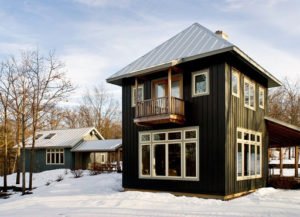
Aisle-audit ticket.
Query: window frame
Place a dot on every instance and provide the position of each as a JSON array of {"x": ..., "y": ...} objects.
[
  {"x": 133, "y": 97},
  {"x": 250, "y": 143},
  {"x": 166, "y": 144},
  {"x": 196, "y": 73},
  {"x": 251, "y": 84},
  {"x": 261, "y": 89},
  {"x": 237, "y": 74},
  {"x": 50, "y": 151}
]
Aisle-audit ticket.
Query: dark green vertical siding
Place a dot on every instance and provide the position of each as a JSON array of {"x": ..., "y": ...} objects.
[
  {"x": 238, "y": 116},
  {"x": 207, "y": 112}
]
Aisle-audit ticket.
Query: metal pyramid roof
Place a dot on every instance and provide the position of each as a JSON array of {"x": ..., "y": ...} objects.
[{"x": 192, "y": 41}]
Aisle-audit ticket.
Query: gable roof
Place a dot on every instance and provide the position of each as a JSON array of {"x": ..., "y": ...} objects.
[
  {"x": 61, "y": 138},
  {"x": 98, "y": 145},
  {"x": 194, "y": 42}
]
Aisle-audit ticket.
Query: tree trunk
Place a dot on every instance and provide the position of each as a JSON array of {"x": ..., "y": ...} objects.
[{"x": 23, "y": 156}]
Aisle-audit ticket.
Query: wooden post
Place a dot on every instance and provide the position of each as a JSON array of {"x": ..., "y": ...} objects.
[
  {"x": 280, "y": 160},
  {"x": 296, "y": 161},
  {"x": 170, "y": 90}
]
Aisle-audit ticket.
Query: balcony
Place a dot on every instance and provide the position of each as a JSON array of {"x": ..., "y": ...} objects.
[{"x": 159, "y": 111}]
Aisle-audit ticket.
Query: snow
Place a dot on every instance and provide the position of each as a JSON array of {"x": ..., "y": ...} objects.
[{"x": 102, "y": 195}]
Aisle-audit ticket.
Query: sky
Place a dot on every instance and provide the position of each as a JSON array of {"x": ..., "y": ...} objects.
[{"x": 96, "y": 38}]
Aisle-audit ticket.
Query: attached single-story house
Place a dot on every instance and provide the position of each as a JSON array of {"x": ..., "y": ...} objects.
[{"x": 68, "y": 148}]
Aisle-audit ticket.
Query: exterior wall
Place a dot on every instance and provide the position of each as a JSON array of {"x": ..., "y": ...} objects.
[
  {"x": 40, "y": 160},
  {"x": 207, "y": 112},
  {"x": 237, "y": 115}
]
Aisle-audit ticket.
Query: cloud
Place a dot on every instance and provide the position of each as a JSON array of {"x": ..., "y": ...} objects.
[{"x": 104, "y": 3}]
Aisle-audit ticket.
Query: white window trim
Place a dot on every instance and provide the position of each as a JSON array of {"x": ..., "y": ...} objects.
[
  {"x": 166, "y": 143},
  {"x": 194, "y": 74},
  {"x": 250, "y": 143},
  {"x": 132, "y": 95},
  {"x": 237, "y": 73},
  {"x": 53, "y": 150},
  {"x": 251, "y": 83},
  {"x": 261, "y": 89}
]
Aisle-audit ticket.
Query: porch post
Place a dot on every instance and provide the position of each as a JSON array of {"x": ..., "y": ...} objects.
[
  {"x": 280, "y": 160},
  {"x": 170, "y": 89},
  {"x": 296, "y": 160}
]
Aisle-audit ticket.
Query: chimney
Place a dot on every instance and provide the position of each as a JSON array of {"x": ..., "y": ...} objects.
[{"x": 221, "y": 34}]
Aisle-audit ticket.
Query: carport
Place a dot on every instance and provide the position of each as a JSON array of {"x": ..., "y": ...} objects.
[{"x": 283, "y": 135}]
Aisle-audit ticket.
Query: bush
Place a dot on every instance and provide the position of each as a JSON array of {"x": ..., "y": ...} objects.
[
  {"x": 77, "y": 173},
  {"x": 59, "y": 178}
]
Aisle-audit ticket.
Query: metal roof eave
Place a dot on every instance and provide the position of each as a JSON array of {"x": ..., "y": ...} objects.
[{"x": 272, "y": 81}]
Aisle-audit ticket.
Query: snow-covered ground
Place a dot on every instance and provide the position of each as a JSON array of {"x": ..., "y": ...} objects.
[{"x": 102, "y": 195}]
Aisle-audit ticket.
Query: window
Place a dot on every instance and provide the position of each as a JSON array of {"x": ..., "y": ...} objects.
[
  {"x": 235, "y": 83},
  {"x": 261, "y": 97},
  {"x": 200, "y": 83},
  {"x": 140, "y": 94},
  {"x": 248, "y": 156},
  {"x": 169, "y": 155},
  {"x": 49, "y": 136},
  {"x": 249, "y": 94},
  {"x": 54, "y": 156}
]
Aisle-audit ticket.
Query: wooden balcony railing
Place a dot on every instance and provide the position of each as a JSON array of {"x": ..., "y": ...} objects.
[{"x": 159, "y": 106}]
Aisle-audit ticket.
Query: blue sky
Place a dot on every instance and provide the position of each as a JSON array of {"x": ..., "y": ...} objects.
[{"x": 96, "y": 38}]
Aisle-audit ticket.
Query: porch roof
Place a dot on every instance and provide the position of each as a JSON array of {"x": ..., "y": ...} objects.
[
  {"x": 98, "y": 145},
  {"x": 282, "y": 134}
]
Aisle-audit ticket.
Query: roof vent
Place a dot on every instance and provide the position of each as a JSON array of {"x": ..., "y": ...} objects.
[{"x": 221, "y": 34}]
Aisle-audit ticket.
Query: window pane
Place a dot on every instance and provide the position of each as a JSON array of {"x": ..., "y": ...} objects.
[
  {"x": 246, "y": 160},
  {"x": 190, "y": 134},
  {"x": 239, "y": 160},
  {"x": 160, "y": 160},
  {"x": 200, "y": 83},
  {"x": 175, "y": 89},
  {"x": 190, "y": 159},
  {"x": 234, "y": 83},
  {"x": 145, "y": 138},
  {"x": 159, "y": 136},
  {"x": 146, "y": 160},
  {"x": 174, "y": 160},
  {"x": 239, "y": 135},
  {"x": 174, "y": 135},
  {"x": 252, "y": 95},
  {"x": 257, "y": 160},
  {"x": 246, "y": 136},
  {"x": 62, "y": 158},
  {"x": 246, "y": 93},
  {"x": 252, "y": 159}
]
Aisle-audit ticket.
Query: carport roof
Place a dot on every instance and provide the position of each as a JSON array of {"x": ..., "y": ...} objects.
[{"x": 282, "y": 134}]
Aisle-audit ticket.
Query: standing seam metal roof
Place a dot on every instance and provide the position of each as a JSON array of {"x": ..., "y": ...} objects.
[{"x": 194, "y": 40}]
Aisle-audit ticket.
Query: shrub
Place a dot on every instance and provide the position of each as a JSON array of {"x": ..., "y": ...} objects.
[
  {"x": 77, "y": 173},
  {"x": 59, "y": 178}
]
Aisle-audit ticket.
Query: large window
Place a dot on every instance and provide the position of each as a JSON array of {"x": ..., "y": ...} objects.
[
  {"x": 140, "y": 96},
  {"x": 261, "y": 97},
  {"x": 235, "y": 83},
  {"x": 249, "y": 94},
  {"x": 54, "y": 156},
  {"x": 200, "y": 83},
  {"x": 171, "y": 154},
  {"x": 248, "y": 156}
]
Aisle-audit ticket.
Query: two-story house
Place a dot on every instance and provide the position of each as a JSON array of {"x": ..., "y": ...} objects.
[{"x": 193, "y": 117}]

...

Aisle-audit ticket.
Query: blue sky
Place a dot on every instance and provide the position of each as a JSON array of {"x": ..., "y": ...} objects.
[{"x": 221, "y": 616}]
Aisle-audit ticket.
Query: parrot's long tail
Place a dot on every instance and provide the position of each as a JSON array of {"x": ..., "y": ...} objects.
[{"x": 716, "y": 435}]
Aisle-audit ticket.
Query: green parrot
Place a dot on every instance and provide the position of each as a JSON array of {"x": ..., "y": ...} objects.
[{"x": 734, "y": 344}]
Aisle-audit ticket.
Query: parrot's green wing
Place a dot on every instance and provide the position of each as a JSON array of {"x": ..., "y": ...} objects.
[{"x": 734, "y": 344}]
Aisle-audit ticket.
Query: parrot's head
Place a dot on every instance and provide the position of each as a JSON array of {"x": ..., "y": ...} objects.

==

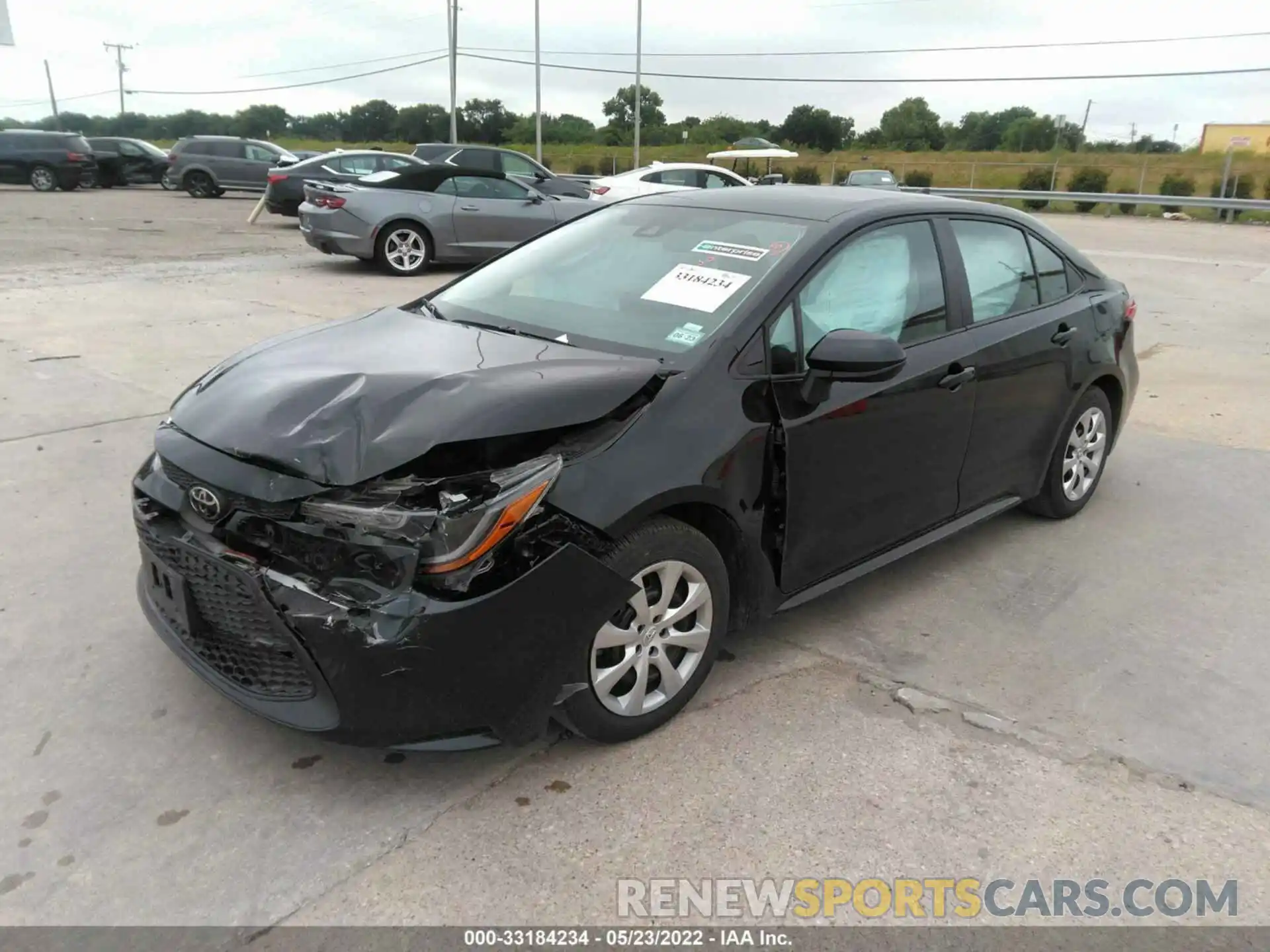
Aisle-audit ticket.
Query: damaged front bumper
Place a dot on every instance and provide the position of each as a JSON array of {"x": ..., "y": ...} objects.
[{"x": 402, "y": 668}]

GIVEN REQUEST: Locate each line in the records that contains the string "roof", and copy those lines out. Case counts.

FINISHED ANSWER:
Query: metal pyramid roof
Query: gable roof
Query: metal roof eave
Query: porch roof
Query: roof vent
Query: carport roof
Query: standing seam metal roof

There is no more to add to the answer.